-- PROVIDED INFORMATION follows --

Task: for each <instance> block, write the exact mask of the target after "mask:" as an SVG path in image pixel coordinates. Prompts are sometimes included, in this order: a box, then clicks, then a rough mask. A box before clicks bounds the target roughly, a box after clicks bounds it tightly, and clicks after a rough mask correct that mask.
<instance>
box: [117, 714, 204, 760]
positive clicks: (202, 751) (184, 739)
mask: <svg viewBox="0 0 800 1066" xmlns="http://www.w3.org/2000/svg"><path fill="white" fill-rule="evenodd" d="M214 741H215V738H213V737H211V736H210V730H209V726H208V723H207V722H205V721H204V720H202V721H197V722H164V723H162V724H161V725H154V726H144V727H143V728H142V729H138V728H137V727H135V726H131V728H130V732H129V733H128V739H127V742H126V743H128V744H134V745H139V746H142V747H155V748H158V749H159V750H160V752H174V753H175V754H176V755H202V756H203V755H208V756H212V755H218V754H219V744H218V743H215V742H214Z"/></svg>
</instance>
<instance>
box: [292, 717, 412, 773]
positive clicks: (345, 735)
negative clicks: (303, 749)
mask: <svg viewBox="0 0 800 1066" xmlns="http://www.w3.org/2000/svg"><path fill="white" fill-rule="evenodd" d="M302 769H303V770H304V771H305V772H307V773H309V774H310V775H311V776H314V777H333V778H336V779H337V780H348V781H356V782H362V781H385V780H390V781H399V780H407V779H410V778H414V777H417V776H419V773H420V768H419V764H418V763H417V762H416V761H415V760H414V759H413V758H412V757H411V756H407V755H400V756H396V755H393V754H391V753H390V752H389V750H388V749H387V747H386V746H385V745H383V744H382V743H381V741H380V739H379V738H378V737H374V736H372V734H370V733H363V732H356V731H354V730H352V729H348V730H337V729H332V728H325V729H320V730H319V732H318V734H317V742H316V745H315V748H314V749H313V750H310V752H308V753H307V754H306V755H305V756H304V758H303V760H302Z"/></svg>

-- PROVIDED INFORMATION concluded --

ASSIGNED TASK. Write the entries out a second time. Match them exactly.

RESPONSE TO THIS TASK.
Task: for each <instance> block, write the exact mask of the target after "mask:" as an SVG path in image pixel coordinates. Prompts are sometimes included, in this order: a box, then clicks, then a rough mask. A box before clicks bounds the target roughly, a box after clicks bounds it tightly, and clicks after a rough mask correct that mask.
<instance>
box: [117, 714, 204, 760]
positive clicks: (202, 751) (184, 739)
mask: <svg viewBox="0 0 800 1066" xmlns="http://www.w3.org/2000/svg"><path fill="white" fill-rule="evenodd" d="M214 741H215V738H213V737H211V736H210V730H209V726H208V723H207V722H205V721H204V720H202V721H197V722H164V723H162V724H161V725H154V726H144V727H143V728H142V729H138V728H137V727H135V726H131V728H130V732H129V733H128V739H127V742H126V743H128V744H134V745H139V746H142V747H155V748H158V749H159V750H160V752H174V753H175V754H176V755H202V756H203V755H208V756H212V755H218V754H219V744H218V743H215V742H214Z"/></svg>
</instance>
<instance>
box: [292, 717, 412, 773]
positive clicks: (345, 735)
negative clicks: (303, 749)
mask: <svg viewBox="0 0 800 1066" xmlns="http://www.w3.org/2000/svg"><path fill="white" fill-rule="evenodd" d="M302 769H303V770H304V771H305V772H307V773H309V774H310V775H311V776H314V777H333V778H336V779H337V780H348V781H356V782H362V781H385V780H390V781H399V780H407V779H410V778H414V777H417V776H419V773H420V768H419V764H418V763H417V762H416V761H415V760H414V759H413V758H412V757H411V756H407V755H400V756H396V755H393V754H391V753H390V752H389V750H388V749H387V747H386V746H385V745H383V744H382V743H381V741H380V739H379V738H378V737H374V736H372V734H370V733H363V732H356V731H354V730H352V729H348V730H337V729H332V728H325V729H320V730H319V732H318V734H317V742H316V745H315V748H314V749H313V750H310V752H308V753H307V754H306V755H305V756H304V758H303V760H302Z"/></svg>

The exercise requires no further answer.